What the task requires: What you print must match the data line for line.

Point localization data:
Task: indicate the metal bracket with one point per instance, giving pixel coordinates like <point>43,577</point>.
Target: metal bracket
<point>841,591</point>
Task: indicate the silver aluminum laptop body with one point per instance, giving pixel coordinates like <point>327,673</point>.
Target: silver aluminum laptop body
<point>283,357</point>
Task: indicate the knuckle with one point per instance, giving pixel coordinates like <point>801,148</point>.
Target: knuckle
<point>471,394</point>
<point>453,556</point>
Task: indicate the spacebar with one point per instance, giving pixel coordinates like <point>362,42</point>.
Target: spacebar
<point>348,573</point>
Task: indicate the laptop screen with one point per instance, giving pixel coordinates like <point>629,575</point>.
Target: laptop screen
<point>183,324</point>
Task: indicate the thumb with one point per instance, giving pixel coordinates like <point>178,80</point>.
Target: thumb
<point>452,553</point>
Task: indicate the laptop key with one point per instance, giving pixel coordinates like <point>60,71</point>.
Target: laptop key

Response:
Task: indicate the metal bracket with one point per instance, giving pixel coordinates like <point>43,577</point>.
Target: metal bracket
<point>841,591</point>
Task: indicate the silver aluminum laptop body with one point per instance, giving pixel coordinates like <point>327,673</point>.
Target: silver aluminum laptop body
<point>283,357</point>
Task: indicate the knuckle with one point per instance, giving pixel coordinates like <point>801,148</point>.
Target: knuckle
<point>471,394</point>
<point>453,556</point>
Task: indicate the spacebar with one point per instance, giving pixel coordinates like <point>362,42</point>.
Target: spacebar
<point>348,573</point>
Task: indicate the laptop screen with one point per instance, giving pixel coordinates like <point>629,575</point>.
Target: laptop screen
<point>183,324</point>
Task: indicate the thumb with one point per instance, giving pixel coordinates like <point>178,80</point>.
Target: thumb
<point>452,553</point>
Task: indicate the laptop key with one point per instance, giving pixel coordinates like <point>60,71</point>.
Target: laptop key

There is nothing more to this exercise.